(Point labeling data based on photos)
## begin
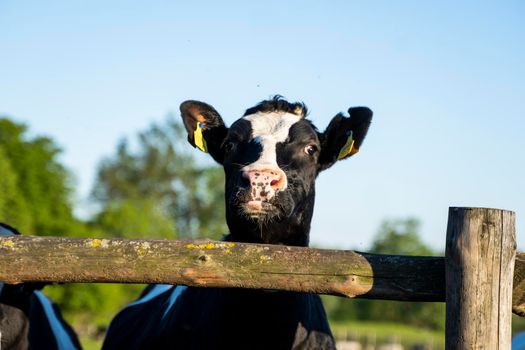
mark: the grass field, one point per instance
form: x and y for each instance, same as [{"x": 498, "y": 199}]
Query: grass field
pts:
[{"x": 381, "y": 333}]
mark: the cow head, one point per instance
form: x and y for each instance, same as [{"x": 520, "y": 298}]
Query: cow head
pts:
[{"x": 271, "y": 158}]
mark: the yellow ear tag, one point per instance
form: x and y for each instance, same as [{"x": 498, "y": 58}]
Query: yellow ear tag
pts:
[
  {"x": 348, "y": 148},
  {"x": 200, "y": 142}
]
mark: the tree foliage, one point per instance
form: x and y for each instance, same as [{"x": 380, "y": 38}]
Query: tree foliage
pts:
[
  {"x": 36, "y": 186},
  {"x": 161, "y": 176}
]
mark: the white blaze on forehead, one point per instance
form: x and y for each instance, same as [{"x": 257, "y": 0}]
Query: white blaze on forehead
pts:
[{"x": 268, "y": 129}]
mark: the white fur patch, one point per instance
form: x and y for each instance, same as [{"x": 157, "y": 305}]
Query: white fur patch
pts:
[{"x": 268, "y": 129}]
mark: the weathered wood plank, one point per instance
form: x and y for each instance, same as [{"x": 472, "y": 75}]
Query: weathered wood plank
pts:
[
  {"x": 221, "y": 264},
  {"x": 480, "y": 255}
]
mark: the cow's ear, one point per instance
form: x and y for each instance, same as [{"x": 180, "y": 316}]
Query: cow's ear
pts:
[
  {"x": 343, "y": 136},
  {"x": 206, "y": 129}
]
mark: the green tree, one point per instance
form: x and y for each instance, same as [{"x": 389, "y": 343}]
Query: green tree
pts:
[
  {"x": 393, "y": 237},
  {"x": 13, "y": 207},
  {"x": 43, "y": 190},
  {"x": 161, "y": 174}
]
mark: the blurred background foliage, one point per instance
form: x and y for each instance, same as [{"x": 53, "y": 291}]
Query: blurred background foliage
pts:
[{"x": 153, "y": 187}]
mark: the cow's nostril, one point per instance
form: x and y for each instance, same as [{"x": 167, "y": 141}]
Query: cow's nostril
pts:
[
  {"x": 277, "y": 183},
  {"x": 245, "y": 179}
]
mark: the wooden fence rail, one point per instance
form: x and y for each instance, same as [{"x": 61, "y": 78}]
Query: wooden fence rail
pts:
[
  {"x": 480, "y": 277},
  {"x": 221, "y": 264}
]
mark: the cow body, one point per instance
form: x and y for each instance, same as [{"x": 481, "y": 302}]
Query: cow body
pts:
[
  {"x": 271, "y": 158},
  {"x": 28, "y": 319}
]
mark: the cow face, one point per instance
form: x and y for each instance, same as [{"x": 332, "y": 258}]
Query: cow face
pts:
[{"x": 271, "y": 158}]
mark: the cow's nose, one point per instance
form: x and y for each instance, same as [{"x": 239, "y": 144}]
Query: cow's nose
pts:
[{"x": 265, "y": 183}]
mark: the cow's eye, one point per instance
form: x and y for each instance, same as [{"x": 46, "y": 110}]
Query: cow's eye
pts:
[{"x": 310, "y": 149}]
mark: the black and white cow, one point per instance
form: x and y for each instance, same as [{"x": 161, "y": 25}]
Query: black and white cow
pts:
[
  {"x": 271, "y": 157},
  {"x": 29, "y": 320}
]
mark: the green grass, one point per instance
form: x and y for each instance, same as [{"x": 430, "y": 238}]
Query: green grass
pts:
[
  {"x": 384, "y": 332},
  {"x": 89, "y": 343}
]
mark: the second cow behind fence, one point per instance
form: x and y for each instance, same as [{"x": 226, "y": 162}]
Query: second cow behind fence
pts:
[{"x": 271, "y": 157}]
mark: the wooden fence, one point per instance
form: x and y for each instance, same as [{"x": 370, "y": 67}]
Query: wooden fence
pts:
[{"x": 476, "y": 277}]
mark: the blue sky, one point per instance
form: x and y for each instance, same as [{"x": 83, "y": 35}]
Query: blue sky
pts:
[{"x": 445, "y": 80}]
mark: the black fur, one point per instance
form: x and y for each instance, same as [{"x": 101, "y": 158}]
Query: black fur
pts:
[
  {"x": 23, "y": 322},
  {"x": 278, "y": 104}
]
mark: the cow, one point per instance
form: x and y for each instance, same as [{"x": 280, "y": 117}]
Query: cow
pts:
[
  {"x": 271, "y": 158},
  {"x": 28, "y": 319}
]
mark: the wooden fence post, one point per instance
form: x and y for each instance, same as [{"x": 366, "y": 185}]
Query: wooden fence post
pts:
[{"x": 480, "y": 254}]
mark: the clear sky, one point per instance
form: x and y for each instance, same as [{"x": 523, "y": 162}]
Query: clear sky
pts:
[{"x": 445, "y": 79}]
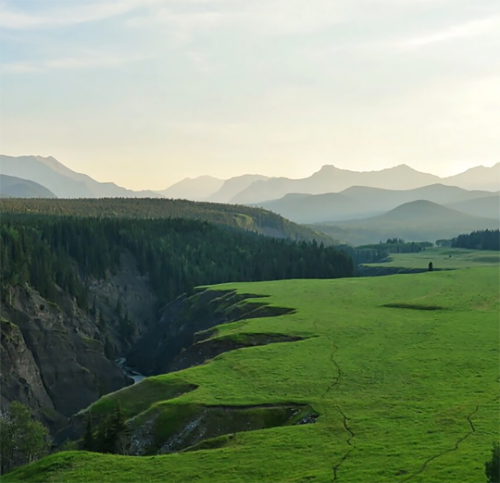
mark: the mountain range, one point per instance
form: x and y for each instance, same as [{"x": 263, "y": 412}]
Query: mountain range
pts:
[
  {"x": 415, "y": 221},
  {"x": 62, "y": 181},
  {"x": 12, "y": 187},
  {"x": 361, "y": 202},
  {"x": 330, "y": 179}
]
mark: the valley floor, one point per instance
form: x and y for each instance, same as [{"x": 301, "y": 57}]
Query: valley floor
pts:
[{"x": 404, "y": 393}]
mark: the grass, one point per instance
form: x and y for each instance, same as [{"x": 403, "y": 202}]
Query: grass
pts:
[
  {"x": 442, "y": 259},
  {"x": 403, "y": 395}
]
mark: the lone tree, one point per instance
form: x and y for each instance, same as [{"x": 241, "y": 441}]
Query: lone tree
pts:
[
  {"x": 492, "y": 467},
  {"x": 22, "y": 439}
]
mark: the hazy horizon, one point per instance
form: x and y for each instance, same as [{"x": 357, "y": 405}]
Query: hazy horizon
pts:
[{"x": 145, "y": 93}]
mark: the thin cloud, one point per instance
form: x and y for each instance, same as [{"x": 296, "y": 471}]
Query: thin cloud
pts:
[
  {"x": 11, "y": 18},
  {"x": 88, "y": 60},
  {"x": 471, "y": 29}
]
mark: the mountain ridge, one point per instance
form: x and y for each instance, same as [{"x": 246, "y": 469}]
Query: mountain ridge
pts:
[{"x": 62, "y": 181}]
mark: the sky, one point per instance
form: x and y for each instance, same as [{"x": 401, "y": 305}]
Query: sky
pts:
[{"x": 147, "y": 92}]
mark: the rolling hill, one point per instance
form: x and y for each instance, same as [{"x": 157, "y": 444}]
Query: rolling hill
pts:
[
  {"x": 415, "y": 221},
  {"x": 331, "y": 180},
  {"x": 384, "y": 380},
  {"x": 488, "y": 207},
  {"x": 363, "y": 202},
  {"x": 233, "y": 186},
  {"x": 194, "y": 189},
  {"x": 62, "y": 181},
  {"x": 233, "y": 216},
  {"x": 12, "y": 187},
  {"x": 478, "y": 178}
]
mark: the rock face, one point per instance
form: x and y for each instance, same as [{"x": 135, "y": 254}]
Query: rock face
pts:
[
  {"x": 57, "y": 358},
  {"x": 52, "y": 358},
  {"x": 176, "y": 341}
]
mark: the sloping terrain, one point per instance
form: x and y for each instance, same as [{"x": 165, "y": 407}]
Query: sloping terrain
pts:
[
  {"x": 441, "y": 258},
  {"x": 233, "y": 186},
  {"x": 62, "y": 181},
  {"x": 12, "y": 187},
  {"x": 487, "y": 207},
  {"x": 195, "y": 189},
  {"x": 362, "y": 202},
  {"x": 239, "y": 217},
  {"x": 416, "y": 221},
  {"x": 478, "y": 178},
  {"x": 402, "y": 393},
  {"x": 332, "y": 180}
]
## end
▸ Task objective: Format every line of the rows above as a JSON list of strings, with one string per line and blank lines omitted. Exclude the pictures from the answer.

▸ Result of the exercise:
[
  "mark: the grass field, one point per instance",
  "form: x and y for each instance, same as [{\"x\": 498, \"y\": 199}]",
  "Query: grass field",
  "pts:",
  "[{\"x\": 381, \"y\": 333}]",
  "mark: the cow head, one point per instance",
  "form: x and y for each instance, same as [{\"x\": 520, \"y\": 298}]",
  "Query: cow head",
  "pts:",
  "[{\"x\": 271, \"y\": 158}]",
  "mark: the yellow ear tag, one point per instance",
  "form: x and y for each instance, same as [{\"x\": 498, \"y\": 58}]",
  "Query: yellow ear tag",
  "pts:",
  "[",
  "  {\"x\": 348, \"y\": 148},",
  "  {\"x\": 200, \"y\": 142}",
  "]",
  "mark: the tree foliage, one point per instance",
  "form: x and y for each instance, same as [{\"x\": 380, \"y\": 38}]",
  "Query: tree foliage",
  "pts:",
  "[",
  "  {\"x\": 36, \"y\": 186},",
  "  {\"x\": 161, \"y\": 176}",
  "]",
  "mark: the white blaze on forehead, one point per instance",
  "form: x and y for each instance, same as [{\"x\": 257, \"y\": 0}]",
  "Query: white blaze on forehead",
  "pts:",
  "[{\"x\": 268, \"y\": 129}]",
  "mark: the white fur patch, one point per instance",
  "form: x and y for each instance, same as [{\"x\": 157, \"y\": 305}]",
  "Query: white fur patch",
  "pts:",
  "[{\"x\": 268, \"y\": 129}]",
  "mark: the weathered wood plank, one point per instance",
  "form: x and y for each instance, same as [{\"x\": 472, \"y\": 75}]",
  "Query: weathered wood plank",
  "pts:",
  "[",
  "  {\"x\": 221, \"y\": 264},",
  "  {\"x\": 480, \"y\": 255}",
  "]",
  "mark: the cow's ear, one point per instance",
  "form: x and y for each instance, same as [{\"x\": 180, \"y\": 316}]",
  "Query: cow's ear",
  "pts:",
  "[",
  "  {\"x\": 343, \"y\": 136},",
  "  {\"x\": 206, \"y\": 129}",
  "]",
  "mark: the green tree, one point per instance",
  "form: x and y for each instance, same as [{\"x\": 389, \"y\": 343}]",
  "Query: green tree",
  "pts:",
  "[",
  "  {\"x\": 393, \"y\": 237},",
  "  {\"x\": 13, \"y\": 207},",
  "  {\"x\": 43, \"y\": 190},",
  "  {\"x\": 161, \"y\": 174}",
  "]",
  "mark: the blurred background foliage, one point per instance",
  "form: x and y for each instance, same as [{\"x\": 53, \"y\": 291}]",
  "Query: blurred background foliage",
  "pts:",
  "[{\"x\": 153, \"y\": 187}]",
  "mark: the cow's nostril, one point per instance",
  "form: x and y for each instance, same as [{\"x\": 167, \"y\": 141}]",
  "Query: cow's nostril",
  "pts:",
  "[",
  "  {\"x\": 277, \"y\": 183},",
  "  {\"x\": 245, \"y\": 179}",
  "]",
  "mark: the wooden fence rail, one point per instance",
  "form: x and y for each instance, same as [{\"x\": 61, \"y\": 78}]",
  "Query: wooden fence rail",
  "pts:",
  "[",
  "  {\"x\": 480, \"y\": 277},",
  "  {\"x\": 221, \"y\": 264}",
  "]",
  "mark: the cow body, one point per instance",
  "form: x and y for each instance, same as [{\"x\": 481, \"y\": 302}]",
  "Query: cow body",
  "pts:",
  "[",
  "  {\"x\": 271, \"y\": 158},",
  "  {\"x\": 28, \"y\": 319}",
  "]",
  "mark: the cow face, one point per instance",
  "form: x and y for each instance, same as [{\"x\": 332, \"y\": 258}]",
  "Query: cow face",
  "pts:",
  "[{\"x\": 271, \"y\": 158}]",
  "mark: the cow's nose, one point per instance",
  "form: x and y for each instance, same as [{\"x\": 239, \"y\": 144}]",
  "Query: cow's nose",
  "pts:",
  "[{\"x\": 265, \"y\": 183}]",
  "mark: the cow's eye, one point per instance",
  "form: x and y for each instance, same as [{\"x\": 46, \"y\": 110}]",
  "Query: cow's eye",
  "pts:",
  "[{\"x\": 310, \"y\": 149}]",
  "mark: the black and white cow, one point per instance",
  "form: x and y for each instance, same as [{\"x\": 161, \"y\": 25}]",
  "Query: black and white cow",
  "pts:",
  "[",
  "  {\"x\": 271, \"y\": 157},",
  "  {\"x\": 29, \"y\": 320}",
  "]",
  "mark: the green grass, one point per instance",
  "form: x and y for each instance, same as [{\"x\": 430, \"y\": 238}]",
  "Query: green grass",
  "pts:",
  "[",
  "  {\"x\": 384, \"y\": 332},",
  "  {\"x\": 89, \"y\": 343}",
  "]",
  "mark: the second cow behind fence, one point per instance",
  "form: x and y for each instance, same as [{\"x\": 226, \"y\": 162}]",
  "Query: second cow behind fence",
  "pts:",
  "[{\"x\": 271, \"y\": 157}]",
  "mark: the wooden fence, one point per instance",
  "form: x and y for each instance, same as [{\"x\": 370, \"y\": 67}]",
  "Query: wooden fence",
  "pts:",
  "[{\"x\": 476, \"y\": 277}]",
  "mark: the blue sky, one point per instance",
  "form: x and y for each instance, same as [{\"x\": 83, \"y\": 35}]",
  "Query: blue sky",
  "pts:",
  "[{\"x\": 445, \"y\": 80}]",
  "mark: the black fur, one point per instance",
  "form: x and y for each instance, same as [{\"x\": 101, \"y\": 158}]",
  "Query: black fur",
  "pts:",
  "[",
  "  {\"x\": 23, \"y\": 322},",
  "  {\"x\": 278, \"y\": 104}",
  "]",
  "mark: the cow, one point per instance",
  "form: x and y for each instance, same as [{\"x\": 280, \"y\": 117}]",
  "Query: cow",
  "pts:",
  "[",
  "  {\"x\": 271, \"y\": 158},",
  "  {\"x\": 28, \"y\": 319}",
  "]",
  "mark: the wooden fence post, one point per instance",
  "form: x and y for each instance, same as [{\"x\": 366, \"y\": 185}]",
  "Query: wooden fence post",
  "pts:",
  "[{\"x\": 480, \"y\": 254}]",
  "mark: the clear sky, one point per instance",
  "form: x and y for each instance, same as [{\"x\": 523, \"y\": 162}]",
  "Query: clear sky",
  "pts:",
  "[{\"x\": 445, \"y\": 79}]",
  "mark: the mountain range, one point per instance",
  "form: x and y for each instance, same as [{\"x\": 263, \"y\": 412}]",
  "Query: mountain range",
  "pts:",
  "[",
  "  {\"x\": 415, \"y\": 221},",
  "  {\"x\": 62, \"y\": 181},",
  "  {\"x\": 12, \"y\": 187},",
  "  {\"x\": 361, \"y\": 202},",
  "  {\"x\": 330, \"y\": 179}",
  "]",
  "mark: the valley floor, one point per instance",
  "form: x and y for each instance, same as [{\"x\": 301, \"y\": 57}]",
  "Query: valley floor",
  "pts:",
  "[{\"x\": 404, \"y\": 393}]",
  "mark: the grass, one point per instance",
  "form: x and y for each instance, same as [{\"x\": 403, \"y\": 202}]",
  "Query: grass",
  "pts:",
  "[",
  "  {\"x\": 442, \"y\": 259},",
  "  {\"x\": 403, \"y\": 395}",
  "]",
  "mark: the lone tree, one point per instance",
  "form: x and y for each instance, same as [{\"x\": 241, \"y\": 441}]",
  "Query: lone tree",
  "pts:",
  "[",
  "  {\"x\": 492, \"y\": 467},",
  "  {\"x\": 22, \"y\": 439}",
  "]",
  "mark: the hazy horizon, one point per instance",
  "form: x and y for each instance, same as [{\"x\": 357, \"y\": 405}]",
  "Query: hazy horizon",
  "pts:",
  "[{\"x\": 145, \"y\": 93}]",
  "mark: the thin cloud, one point per instance",
  "form: x and y for each instance, same as [{\"x\": 296, \"y\": 471}]",
  "Query: thin cloud",
  "pts:",
  "[",
  "  {\"x\": 11, \"y\": 18},",
  "  {\"x\": 88, \"y\": 60},",
  "  {\"x\": 471, \"y\": 29}",
  "]",
  "mark: the mountain ridge, one point per instance",
  "form: x and y for each instance, same as [{\"x\": 246, \"y\": 469}]",
  "Query: mountain ridge",
  "pts:",
  "[{\"x\": 62, \"y\": 181}]",
  "mark: the sky, one point per instance",
  "form: x and y for each instance, same as [{\"x\": 401, \"y\": 305}]",
  "Query: sky",
  "pts:",
  "[{\"x\": 147, \"y\": 92}]",
  "mark: the rolling hill, one point per instance",
  "form: x and y for each instance, same as [{\"x\": 157, \"y\": 444}]",
  "Query: rolling hill",
  "pts:",
  "[",
  "  {\"x\": 415, \"y\": 221},",
  "  {\"x\": 331, \"y\": 180},",
  "  {\"x\": 384, \"y\": 380},",
  "  {\"x\": 488, \"y\": 207},",
  "  {\"x\": 363, \"y\": 202},",
  "  {\"x\": 233, \"y\": 186},",
  "  {\"x\": 194, \"y\": 189},",
  "  {\"x\": 62, \"y\": 181},",
  "  {\"x\": 233, \"y\": 216},",
  "  {\"x\": 12, \"y\": 187},",
  "  {\"x\": 478, \"y\": 178}",
  "]",
  "mark: the rock face, one point per instance",
  "form: x and y for each instance, same as [{\"x\": 135, \"y\": 254}]",
  "Query: rock face",
  "pts:",
  "[",
  "  {\"x\": 57, \"y\": 358},",
  "  {\"x\": 52, \"y\": 358},",
  "  {\"x\": 176, \"y\": 341}",
  "]",
  "mark: the sloping terrain, one point per instance",
  "form: x and y for each instance, same as [{\"x\": 165, \"y\": 407}]",
  "Query: sloping terrain",
  "pts:",
  "[",
  "  {\"x\": 441, \"y\": 258},",
  "  {\"x\": 233, \"y\": 186},",
  "  {\"x\": 62, \"y\": 181},",
  "  {\"x\": 12, \"y\": 187},",
  "  {\"x\": 487, \"y\": 207},",
  "  {\"x\": 195, \"y\": 189},",
  "  {\"x\": 362, \"y\": 202},",
  "  {\"x\": 239, \"y\": 217},",
  "  {\"x\": 416, \"y\": 221},",
  "  {\"x\": 478, \"y\": 178},",
  "  {\"x\": 402, \"y\": 393},",
  "  {\"x\": 332, \"y\": 180}",
  "]"
]